>>>>

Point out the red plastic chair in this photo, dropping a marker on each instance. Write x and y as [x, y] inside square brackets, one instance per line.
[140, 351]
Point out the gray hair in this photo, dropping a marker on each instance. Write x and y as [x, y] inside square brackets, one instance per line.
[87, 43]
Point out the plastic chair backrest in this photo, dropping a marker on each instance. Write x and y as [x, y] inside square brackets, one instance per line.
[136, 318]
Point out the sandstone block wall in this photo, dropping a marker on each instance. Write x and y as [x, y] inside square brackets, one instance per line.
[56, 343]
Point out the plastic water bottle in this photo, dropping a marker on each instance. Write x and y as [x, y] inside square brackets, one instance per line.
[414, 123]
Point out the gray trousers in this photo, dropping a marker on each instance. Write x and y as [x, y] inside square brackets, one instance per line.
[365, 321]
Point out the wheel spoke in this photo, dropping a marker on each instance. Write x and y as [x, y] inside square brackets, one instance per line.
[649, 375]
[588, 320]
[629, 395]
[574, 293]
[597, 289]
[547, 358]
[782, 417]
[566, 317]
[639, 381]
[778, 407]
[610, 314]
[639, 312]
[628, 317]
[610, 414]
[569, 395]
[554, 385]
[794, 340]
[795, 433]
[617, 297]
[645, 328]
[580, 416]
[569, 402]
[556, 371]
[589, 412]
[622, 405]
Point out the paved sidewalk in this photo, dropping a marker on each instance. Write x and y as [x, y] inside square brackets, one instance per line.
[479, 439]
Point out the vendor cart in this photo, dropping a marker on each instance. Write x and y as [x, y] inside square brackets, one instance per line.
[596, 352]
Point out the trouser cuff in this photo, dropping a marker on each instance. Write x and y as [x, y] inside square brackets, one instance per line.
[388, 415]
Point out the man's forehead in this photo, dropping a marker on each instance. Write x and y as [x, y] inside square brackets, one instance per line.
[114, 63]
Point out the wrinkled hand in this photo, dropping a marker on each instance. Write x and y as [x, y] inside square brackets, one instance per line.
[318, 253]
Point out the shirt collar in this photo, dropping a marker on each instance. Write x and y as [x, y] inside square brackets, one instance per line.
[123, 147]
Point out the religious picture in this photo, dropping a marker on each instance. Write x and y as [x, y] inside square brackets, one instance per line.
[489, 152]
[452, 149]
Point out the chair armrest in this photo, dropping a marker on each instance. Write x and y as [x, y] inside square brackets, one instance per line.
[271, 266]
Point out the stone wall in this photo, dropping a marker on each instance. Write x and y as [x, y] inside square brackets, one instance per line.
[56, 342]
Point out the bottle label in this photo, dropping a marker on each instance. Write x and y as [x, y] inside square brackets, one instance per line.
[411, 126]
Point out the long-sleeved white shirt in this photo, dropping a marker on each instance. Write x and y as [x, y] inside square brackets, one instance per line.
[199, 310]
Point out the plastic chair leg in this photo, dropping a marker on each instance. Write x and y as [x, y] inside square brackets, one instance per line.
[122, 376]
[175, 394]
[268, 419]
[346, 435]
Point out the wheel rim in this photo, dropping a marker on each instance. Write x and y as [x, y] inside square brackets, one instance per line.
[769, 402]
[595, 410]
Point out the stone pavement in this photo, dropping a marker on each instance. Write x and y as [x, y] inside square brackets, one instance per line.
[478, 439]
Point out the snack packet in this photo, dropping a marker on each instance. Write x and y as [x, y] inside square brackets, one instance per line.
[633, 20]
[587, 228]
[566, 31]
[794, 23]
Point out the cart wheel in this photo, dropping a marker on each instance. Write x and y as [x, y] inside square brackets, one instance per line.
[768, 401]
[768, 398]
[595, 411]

<<<<

Copy out the data above, word for word.

Point out the red plastic chair in this photo, dropping a marker on each instance. Write x and y as [x, y] inside square brackets, one instance per line.
[140, 351]
Point out the gray hair in this photo, dropping a marker on each instance. Write x and y as [x, y] inside square brackets, one instance per line.
[87, 43]
Point out the plastic chair backrest in this photo, dropping a marker on each instance. Write x and y as [x, y] inside square brackets, one instance per line.
[136, 318]
Point out the sandstone block wall in this photo, dropping a marker on each instance. Write x and y as [x, y] inside square brackets, one instance per line.
[56, 343]
Point out the plastic water bottle in this photo, dropping a marker on each instance. Write x and y as [x, y] inside square brackets, one instance per line.
[414, 123]
Point out the gray trousers in this photo, dropping a marker on each instance. Write x and y as [x, y] inside square brackets, one instance per line.
[365, 321]
Point out the wheel spoke in this photo, dropping a marker on each instance. Write x and y as [x, y] inside square brackets, one instance per line.
[649, 375]
[588, 320]
[629, 395]
[574, 293]
[597, 289]
[547, 358]
[782, 417]
[566, 317]
[639, 381]
[778, 407]
[610, 314]
[639, 312]
[628, 317]
[610, 414]
[569, 395]
[554, 385]
[794, 340]
[795, 433]
[617, 297]
[645, 328]
[580, 416]
[569, 402]
[556, 371]
[589, 412]
[622, 405]
Point out the paved sidewalk in this photo, dropping a marker on each instance. Write x and y as [x, y] inside square brackets, one instance per line.
[479, 439]
Point out the vendor cart in this photo, dropping a marker on each instance. Write x and y as [x, y] inside square brackets, one instance per line.
[596, 352]
Point out the trouser cuff in this photo, dropping a marker on each instance. Write x and y as [x, y] inside square brackets, one instance per line.
[388, 415]
Point out the man's forehead in this photo, dropping a marker on each instance. Write x and y as [x, y] inside square brackets, one instance per line.
[114, 63]
Point out the wrinkled hand in this photo, dropping a marker on each instance. Write x and y as [x, y] inside square brackets, one instance per line.
[318, 253]
Point out the shirt collar in this photo, dropping a marker on each instance. Write x and y as [x, y] inside square brackets, one instance per line.
[123, 147]
Point out the religious picture in this photo, dropping a marker on each instance. Write x and y as [x, y] inside square brackets, one instance per line.
[489, 152]
[452, 149]
Point out the chair armrest in this photo, dropping a marker on each instance. Write x and y as [x, y] inside square brackets, one instance per line.
[271, 266]
Point out the stone wall in this photo, dropping a marker on each instance. Write x and y as [x, y] inside square brackets, one instance per line.
[56, 342]
Point out the bottle label in this photo, dropping a marker on each instance. Write x and y as [x, y] inside square brackets, one instance per line.
[411, 126]
Point out the long-sleeved white shirt in this photo, dropping a marker on each instance. Write x and y as [x, y] inside square brackets, one instance per line.
[199, 310]
Point out the plastic chair leg in this photo, dropping a marker on each instance. Write x and y as [x, y] inside square brackets, one instance per line.
[122, 376]
[175, 394]
[268, 419]
[346, 435]
Point out the wheel rim in this photo, dropping a marker on each instance. Write x and y as [x, y] inside square brackets, one instance per line.
[769, 402]
[595, 410]
Point out the stone pavement in this photo, dropping a marker on each instance. Write x and y as [x, y] inside square brackets, one instance per line.
[478, 439]
Point out the snack packet in this photo, dropping a marker on each instance. Write x and y as [x, y] inside square brackets, one instance per line.
[633, 20]
[587, 228]
[566, 31]
[794, 23]
Point out the cart wheel in this photo, dropping a marker on each instance. Write x and y as [x, y] inside square brackets, one instance per line.
[768, 401]
[768, 398]
[595, 411]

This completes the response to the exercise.